REQUIRED WORK:
Below are records to repeat exactly; do not include any pictures.

AVAILABLE DATA:
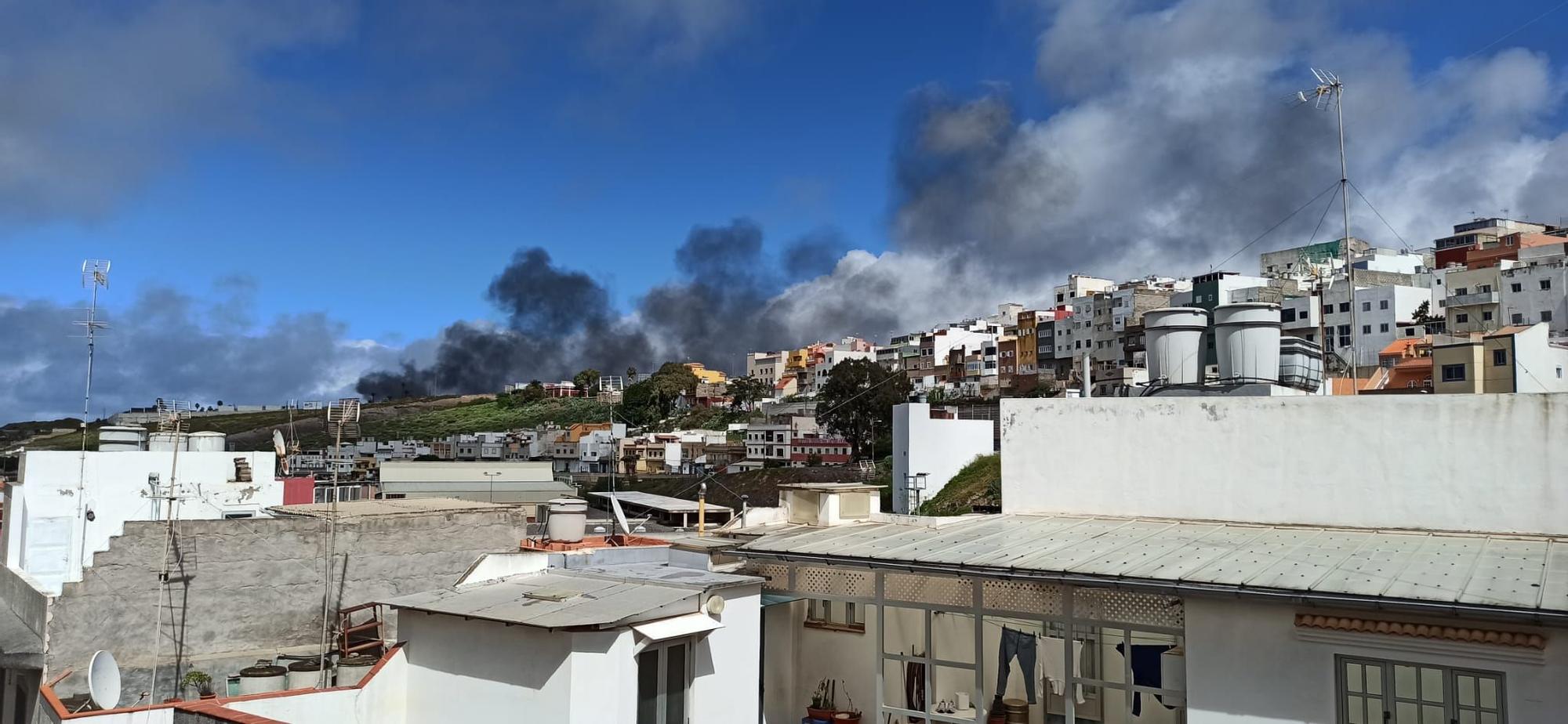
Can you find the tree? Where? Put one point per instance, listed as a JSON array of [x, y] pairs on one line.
[[587, 380], [860, 396], [747, 391]]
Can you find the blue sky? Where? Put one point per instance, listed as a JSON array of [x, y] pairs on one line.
[[366, 170], [789, 121]]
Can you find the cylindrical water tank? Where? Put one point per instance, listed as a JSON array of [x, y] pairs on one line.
[[1175, 341], [1247, 341], [1301, 364], [206, 443], [122, 440], [568, 519], [354, 668], [263, 678], [305, 675]]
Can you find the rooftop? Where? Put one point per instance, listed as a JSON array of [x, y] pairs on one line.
[[376, 509], [1451, 571], [597, 598]]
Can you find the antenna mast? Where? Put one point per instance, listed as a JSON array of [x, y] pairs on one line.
[[343, 421], [1330, 92], [95, 277]]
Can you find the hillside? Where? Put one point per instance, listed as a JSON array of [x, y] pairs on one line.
[[979, 483]]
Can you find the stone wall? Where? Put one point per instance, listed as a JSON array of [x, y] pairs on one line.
[[252, 588]]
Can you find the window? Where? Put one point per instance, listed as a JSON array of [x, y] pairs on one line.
[[664, 675], [1404, 693], [835, 615]]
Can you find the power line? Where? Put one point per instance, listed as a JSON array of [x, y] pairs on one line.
[[1277, 226], [1381, 217]]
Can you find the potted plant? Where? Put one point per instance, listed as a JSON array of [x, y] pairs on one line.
[[197, 682], [849, 715], [824, 700]]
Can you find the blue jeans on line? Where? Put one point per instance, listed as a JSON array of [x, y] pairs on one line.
[[1018, 645]]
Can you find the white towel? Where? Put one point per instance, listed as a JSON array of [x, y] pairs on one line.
[[1051, 665]]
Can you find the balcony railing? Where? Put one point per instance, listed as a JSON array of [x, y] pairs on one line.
[[1473, 299]]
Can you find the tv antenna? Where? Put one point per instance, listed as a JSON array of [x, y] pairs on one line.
[[1332, 93], [172, 425], [343, 421], [95, 277]]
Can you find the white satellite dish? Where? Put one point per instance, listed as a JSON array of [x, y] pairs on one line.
[[104, 681], [620, 515]]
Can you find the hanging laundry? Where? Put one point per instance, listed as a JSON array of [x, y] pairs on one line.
[[1145, 672], [1017, 645], [1054, 665]]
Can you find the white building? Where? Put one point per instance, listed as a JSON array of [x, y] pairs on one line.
[[929, 452], [1381, 311], [67, 505]]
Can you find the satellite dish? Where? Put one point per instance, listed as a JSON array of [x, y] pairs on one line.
[[104, 681], [620, 515]]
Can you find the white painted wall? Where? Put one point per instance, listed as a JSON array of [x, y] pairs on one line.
[[935, 447], [1357, 462], [45, 534], [1247, 664]]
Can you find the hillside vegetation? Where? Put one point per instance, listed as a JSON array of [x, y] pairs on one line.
[[979, 483]]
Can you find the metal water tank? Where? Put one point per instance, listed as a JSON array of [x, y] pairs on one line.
[[122, 440], [206, 443], [1301, 364], [263, 678], [1247, 341], [355, 668], [1175, 341], [568, 519], [305, 675]]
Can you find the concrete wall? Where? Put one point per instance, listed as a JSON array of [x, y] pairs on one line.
[[1247, 664], [935, 447], [247, 590], [1486, 463], [45, 534]]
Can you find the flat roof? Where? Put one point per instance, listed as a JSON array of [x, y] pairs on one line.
[[397, 507], [662, 504], [595, 598], [1501, 573]]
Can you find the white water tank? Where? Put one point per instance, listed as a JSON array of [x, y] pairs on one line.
[[1301, 364], [568, 519], [122, 440], [1175, 341], [206, 443], [1247, 342], [263, 678]]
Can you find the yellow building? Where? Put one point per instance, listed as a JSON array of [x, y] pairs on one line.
[[705, 375]]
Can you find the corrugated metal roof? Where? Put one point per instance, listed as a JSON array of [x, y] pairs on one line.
[[1508, 573], [664, 504], [578, 598]]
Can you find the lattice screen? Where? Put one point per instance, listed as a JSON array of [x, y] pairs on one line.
[[1023, 598], [1128, 607], [957, 593], [837, 582]]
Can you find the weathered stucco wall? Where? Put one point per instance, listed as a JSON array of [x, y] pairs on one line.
[[252, 588], [1484, 463]]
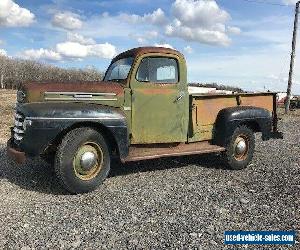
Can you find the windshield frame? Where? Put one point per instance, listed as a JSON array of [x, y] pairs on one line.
[[129, 72]]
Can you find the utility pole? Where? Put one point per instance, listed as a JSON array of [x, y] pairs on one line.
[[1, 81], [288, 92]]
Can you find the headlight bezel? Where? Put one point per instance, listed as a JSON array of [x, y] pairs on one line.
[[21, 96]]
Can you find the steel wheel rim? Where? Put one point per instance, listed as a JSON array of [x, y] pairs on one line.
[[241, 147], [82, 171]]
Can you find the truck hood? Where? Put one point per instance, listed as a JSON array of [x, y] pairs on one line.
[[106, 93]]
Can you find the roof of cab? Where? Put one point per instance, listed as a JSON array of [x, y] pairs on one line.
[[143, 50]]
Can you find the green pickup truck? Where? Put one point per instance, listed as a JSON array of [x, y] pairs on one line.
[[141, 110]]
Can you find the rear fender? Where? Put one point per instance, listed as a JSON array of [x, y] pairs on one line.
[[228, 119]]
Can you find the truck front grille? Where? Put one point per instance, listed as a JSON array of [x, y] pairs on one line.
[[18, 130]]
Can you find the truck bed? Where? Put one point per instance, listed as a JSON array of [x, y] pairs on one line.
[[206, 106]]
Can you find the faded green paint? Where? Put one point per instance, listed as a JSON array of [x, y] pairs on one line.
[[154, 112], [157, 117], [37, 96]]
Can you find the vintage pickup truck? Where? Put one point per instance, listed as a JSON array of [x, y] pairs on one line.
[[141, 110]]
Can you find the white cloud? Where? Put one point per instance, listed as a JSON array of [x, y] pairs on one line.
[[75, 37], [157, 18], [12, 15], [3, 52], [72, 49], [188, 49], [165, 45], [67, 20], [195, 13], [77, 50], [290, 2], [41, 54], [200, 21], [233, 30]]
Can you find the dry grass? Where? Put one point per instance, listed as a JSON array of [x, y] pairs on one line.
[[7, 102]]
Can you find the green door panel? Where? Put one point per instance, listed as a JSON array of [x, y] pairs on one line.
[[159, 111]]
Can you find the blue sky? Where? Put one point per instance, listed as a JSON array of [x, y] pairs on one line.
[[233, 42]]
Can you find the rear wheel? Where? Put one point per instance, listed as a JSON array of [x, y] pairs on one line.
[[82, 160], [240, 148]]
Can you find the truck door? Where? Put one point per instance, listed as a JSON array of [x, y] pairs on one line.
[[159, 100]]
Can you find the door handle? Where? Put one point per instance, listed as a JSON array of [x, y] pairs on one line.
[[178, 98]]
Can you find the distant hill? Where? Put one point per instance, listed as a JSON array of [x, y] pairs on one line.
[[218, 86], [14, 72]]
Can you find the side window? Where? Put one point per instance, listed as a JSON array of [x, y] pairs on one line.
[[158, 70]]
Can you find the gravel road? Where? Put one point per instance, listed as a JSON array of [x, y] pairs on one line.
[[184, 202]]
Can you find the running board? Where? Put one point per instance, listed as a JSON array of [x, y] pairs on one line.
[[153, 151]]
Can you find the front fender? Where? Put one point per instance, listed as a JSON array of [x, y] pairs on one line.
[[50, 120], [228, 119]]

WRITTEN SOLUTION:
Can you find the tree? Where? Put one point per instance, listed as a JSON array of [x, y] pairs on one line.
[[587, 380], [860, 396], [747, 391]]
Can you find the blue sky? Where? Put one point per instance, listed as a JSON array of [x, y] pairs on one line.
[[366, 170], [789, 121]]
Can you find the cylindrical water tank? Where? Put one point per instance, listed as a JSON array of [x, y] pairs on one line.
[[1175, 341], [1247, 341], [1301, 364], [206, 443], [122, 440], [568, 519], [354, 668], [263, 678], [305, 675]]
Can you find the rooftop? Where? Put one point per instance, listed as a JSON array of [x, y] pairs on one line.
[[376, 509], [1451, 571], [597, 598]]
Can you find the antenna mast? Where? Put one point per instance, listed as a JSON array of [x, y] pairs on one line.
[[343, 421], [1330, 92], [95, 277]]
Can you find the hillside? Where? Put one point per instance, listed as a JSON array of [x, y] pairs on one line.
[[979, 483]]
Can you find the stone wall? Where? Put one point per instance, listed as a JSON array of [x, y] pairs on one line.
[[252, 588]]
Can you find the window? Where? Put one point per instance, listed as a JSON array of [x, y] pairs on one line.
[[664, 675], [1404, 693], [835, 615]]
Can you find the power line? Where? Put one point per instance, listed as a JSON array of [x, y] pairs on one line.
[[1277, 226], [1381, 217]]
Can you find the potted plant? Where? Put one point per instance, listed as a JSON array of [x, y] pairs on one line.
[[197, 682], [849, 715], [824, 700]]
Can you find the blue jeans on line? Where? Put one point per instance, listed as a JSON array of [x, y] pairs on one line.
[[1018, 645]]
Can you find the white towel? Where? Put one point per instance, listed as a JSON array of [x, y] pairs on one line.
[[1051, 665]]
Can you find the balcony railing? Where? Put one point per instance, listed as a JSON array of [x, y] pairs on one line.
[[1473, 299]]
Can you find the tv antenna? Where? Put one point per instance, listed as a JSON array of [x, y] pairs on one line.
[[1332, 93], [172, 425], [343, 421], [95, 277]]
Can you find the white satellite dish? Where? Put one point per instance, listed as a JSON array of [x, y] pairs on one line.
[[104, 681], [620, 515]]
Can you find the hanging laundry? Where? Put one point per instance, listed as a JSON array of [x, y] pairs on one line.
[[1145, 672], [1017, 645], [1054, 665]]
Can you find the white building? Where? Put one point per instance, listed as a JSON array of [x, y] pairs on one line.
[[929, 452], [1381, 311], [67, 505]]
Can you find the satellite dish? Where? Put one point per instance, listed as a JSON array of [x, y] pairs on one line.
[[104, 681], [620, 515]]
Can you find the white painted wall? Where? Put one point per instance, listed as a JSON array of [x, y] pairs on one line.
[[935, 447], [1357, 462], [45, 534], [1247, 664]]
Can you find the hillside vegetation? Where? Put one point per instance, listed as a JSON array of [x, y] pairs on one line.
[[979, 483]]
Can you find the metal water tank? Where? Put one point per instance, listed as a JSON array of [x, y] pairs on one line.
[[122, 440], [206, 443], [1301, 364], [263, 678], [1247, 341], [355, 668], [1175, 341], [568, 519], [305, 675]]
Can you find the concrete wall? Where? Put one point per instance, listed as a JSON array of [x, y] pairs on one line.
[[1247, 664], [935, 447], [247, 590], [1486, 463], [45, 534]]
Can you find the flat roof? Where? Put one point per instance, listed as a JSON array of [x, y] pairs on one line.
[[397, 507], [662, 504], [595, 598], [1501, 573]]
Can you find the white water tank? Where? Put one point per instance, listed as a JSON array of [x, y] pairs on one line.
[[1301, 364], [568, 519], [122, 440], [1175, 341], [206, 443], [1247, 342], [263, 678]]
Can you find the yellow building? Where? Put one point per instance, listed as a JSON array of [x, y] pairs on one line.
[[705, 375]]
Can you find the corrugated metal roof? Where? Put one point per instance, listed as a JSON array of [x, y] pairs on one line.
[[1508, 573], [664, 504], [578, 598]]
Can you find the lattice screen? Where? Put one point per instance, listed as a JSON array of [x, y] pairs on one line.
[[1023, 598], [1128, 607], [957, 593], [837, 582]]
Can you find the weathered stucco wall? Where? Put one point per instance, listed as a JSON array of [x, y] pairs on one line.
[[252, 588], [1484, 463]]
Can you find the windshield frame? Where? Put one point per instance, listed as a JSON array of [x, y] pairs on one line.
[[129, 72]]
Can you find the utility pole? Where? Put one point per instance, listed as a JSON array of [x, y] pairs on one line.
[[1, 81], [288, 92]]
Can you find the headlight bezel? Where? Put one point per instance, listed as a JSON array of [x, y] pairs on one line.
[[21, 96]]
Can you find the steel wheel rim? Where? Put one point per instance, listed as a JSON array of [x, y] pairs on one line.
[[241, 147], [82, 171]]
Can you find the truck hood? Where? Put one point per instance, listed as a JSON array of [x, y] pairs on one line.
[[106, 93]]
Can you find the roof of cab? Where? Put one point per instance, listed as a JSON array of [x, y] pairs on one line.
[[143, 50]]
Can you find the green pickup truck? Where? Put one point per instance, listed as a JSON array of [x, y] pairs on one line.
[[141, 110]]
Can you find the rear fender? Where? Put one point per instance, listed as a JSON array of [x, y] pairs on one line.
[[228, 119]]
Can you find the truck front grille? Where? Put one point per instance, listed as a JSON array of [x, y] pairs on one line.
[[18, 130]]
Can you find the truck bed? Where? Put one point per instance, listed as a JSON array of [x, y] pairs on one line.
[[206, 106]]
Can you find the faded green paint? Where? Put one point per instance, listed as a JSON array of [x, y] pairs on one line.
[[154, 112], [157, 117], [37, 96]]
Can you find the vintage pickup truck? Where? Put one point per instance, listed as a JSON array of [x, y] pairs on one line.
[[141, 110]]
Can you find the white cloud? Where? Put one point per instance, listed as a JSON array of [x, y] pairs on one line.
[[75, 37], [157, 18], [12, 15], [3, 52], [72, 49], [188, 49], [165, 45], [67, 20], [195, 13], [77, 50], [290, 2], [41, 54], [200, 21], [233, 30]]
Can you find the dry grass? Where? Put one point per instance, listed as a JSON array of [x, y] pairs on one line.
[[7, 102]]
Can you find the green door panel? Where? Put one point per instance, listed as a JSON array of [x, y] pairs on one line.
[[159, 111]]
Can you find the blue sky? Where? Put one point per instance, listed as a JSON array of [x, y] pairs on one line.
[[233, 42]]
Can you find the rear wheel? Where? Put one point per instance, listed as a JSON array of [x, y] pairs on one line.
[[82, 160], [240, 148]]
Can you find the truck door? Where? Put one point per instance, listed as a JSON array of [x, y] pairs on one line.
[[159, 100]]
Can you find the door handle? Where? Put one point per instance, listed as a JSON array of [x, y] pairs on one line.
[[178, 98]]
Can you find the distant hill? Where? Put one point per instance, listed as a JSON array of [x, y] pairs on one line.
[[218, 86], [14, 72]]
Can you find the side window? Where? Put one point per instance, listed as a JSON array of [x, y] pairs on one line.
[[158, 70]]
Can you find the gravel road? Where? Put one point per instance, listed as a JSON array of [x, y] pairs on one line.
[[184, 202]]
Can you find the running board? Where? Put one point per instance, listed as a JSON array of [x, y] pairs on one line.
[[153, 151]]
Can you find the front fender? Where? Put one point per instance, listed as a JSON array of [x, y] pairs on one line.
[[50, 120], [228, 119]]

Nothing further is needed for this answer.